What you need to do |
**A.** In the post about leaving for Hungary, list the words the writer uses to describe how living in Hungary might be.
**B.** Locate every line of the records that contains the string "JSON", matching case exactly, and copy each of those lines.

Saturday, August 21, 2004

Hmmm..

I have 2 more full days in good ole PA and then I am off to Hungary. It is so strange. It feels like this moment has been built up this summer for so long. Not feeling like I fit in after being gone for a full year. Not knowing what I should be feeling about leaving all of the people I love the most in the world (besides my Hungary teaching colleagues) or how to love them as best I can with the short amount of time I have had here. Time is a funny thing. I think C.S. Lewis wrote that it is not wonder that we are made for eternity, since we are so 'uncomfortable in time'. Or something like that. So for those of you whom I have wanted to see this summer, could only see you for a short time, or didn't get to spend one-on-one time together, I apologize. Please know that the amount of time I spent or didn't spend with you does in no way reflect how important each of you is to me! It is just that I have not known the best way to use my time! I know we all struggle with this one. Anyway, as I embark on this journey, I am tired of the goodbyes, tired of explaining what it is I am doing, how great/bad/strange it is to live in Hungary. I am just ready to go! I know it is hard for anyone to understand who has not had a similar experience of living overseas, or far away from home. But know that I love each of you and pray God's blessings with lead you, strengthen you, and encourage you as only He can.

Exercise material |
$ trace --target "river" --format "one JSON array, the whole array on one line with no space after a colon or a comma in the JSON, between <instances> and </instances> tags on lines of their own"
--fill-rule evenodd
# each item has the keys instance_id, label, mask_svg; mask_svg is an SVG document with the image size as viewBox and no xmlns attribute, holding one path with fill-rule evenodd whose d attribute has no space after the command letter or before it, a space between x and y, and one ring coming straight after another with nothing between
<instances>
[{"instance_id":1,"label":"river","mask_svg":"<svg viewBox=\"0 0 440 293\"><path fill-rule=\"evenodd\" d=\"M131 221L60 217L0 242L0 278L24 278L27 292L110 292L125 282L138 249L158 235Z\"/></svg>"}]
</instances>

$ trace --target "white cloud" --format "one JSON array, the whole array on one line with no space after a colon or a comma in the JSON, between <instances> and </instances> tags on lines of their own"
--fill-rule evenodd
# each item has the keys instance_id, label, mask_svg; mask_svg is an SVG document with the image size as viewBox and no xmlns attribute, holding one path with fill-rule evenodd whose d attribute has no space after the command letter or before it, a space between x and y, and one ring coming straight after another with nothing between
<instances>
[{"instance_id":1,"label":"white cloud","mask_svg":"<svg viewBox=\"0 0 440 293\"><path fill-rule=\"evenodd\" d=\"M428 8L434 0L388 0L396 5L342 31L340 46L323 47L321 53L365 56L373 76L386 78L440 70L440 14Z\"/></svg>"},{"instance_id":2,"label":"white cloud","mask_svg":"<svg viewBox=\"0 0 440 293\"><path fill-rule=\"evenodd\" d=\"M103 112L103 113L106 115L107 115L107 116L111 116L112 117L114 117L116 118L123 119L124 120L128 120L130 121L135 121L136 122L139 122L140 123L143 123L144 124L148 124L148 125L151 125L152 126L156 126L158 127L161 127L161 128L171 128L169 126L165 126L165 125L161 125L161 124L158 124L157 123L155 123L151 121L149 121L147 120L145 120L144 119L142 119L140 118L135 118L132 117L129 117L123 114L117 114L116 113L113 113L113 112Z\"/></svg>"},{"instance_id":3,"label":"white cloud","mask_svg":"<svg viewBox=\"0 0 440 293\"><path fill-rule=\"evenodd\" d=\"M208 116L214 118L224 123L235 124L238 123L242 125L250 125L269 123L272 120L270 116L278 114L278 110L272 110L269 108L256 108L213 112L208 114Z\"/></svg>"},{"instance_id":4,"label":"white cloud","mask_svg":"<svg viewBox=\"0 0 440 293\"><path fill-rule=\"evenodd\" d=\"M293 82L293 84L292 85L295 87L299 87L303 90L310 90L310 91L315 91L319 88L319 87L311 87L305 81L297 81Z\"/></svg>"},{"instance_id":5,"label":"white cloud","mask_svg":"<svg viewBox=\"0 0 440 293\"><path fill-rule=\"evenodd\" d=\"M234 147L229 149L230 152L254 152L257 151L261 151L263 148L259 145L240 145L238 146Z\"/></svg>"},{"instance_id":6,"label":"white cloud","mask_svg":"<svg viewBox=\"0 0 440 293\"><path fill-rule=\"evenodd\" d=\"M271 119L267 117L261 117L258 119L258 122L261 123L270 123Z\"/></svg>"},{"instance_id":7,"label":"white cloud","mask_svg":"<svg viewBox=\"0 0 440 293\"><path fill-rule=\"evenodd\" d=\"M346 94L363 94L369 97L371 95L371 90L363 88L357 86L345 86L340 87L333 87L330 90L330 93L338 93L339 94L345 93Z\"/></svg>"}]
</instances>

Results for the exercise |
**A.** great, bad, strange

**B.**
$ trace --target "river" --format "one JSON array, the whole array on one line with no space after a colon or a comma in the JSON, between <instances> and </instances> tags on lines of their own"
$ trace --target "white cloud" --format "one JSON array, the whole array on one line with no space after a colon or a comma in the JSON, between <instances> and </instances> tags on lines of their own"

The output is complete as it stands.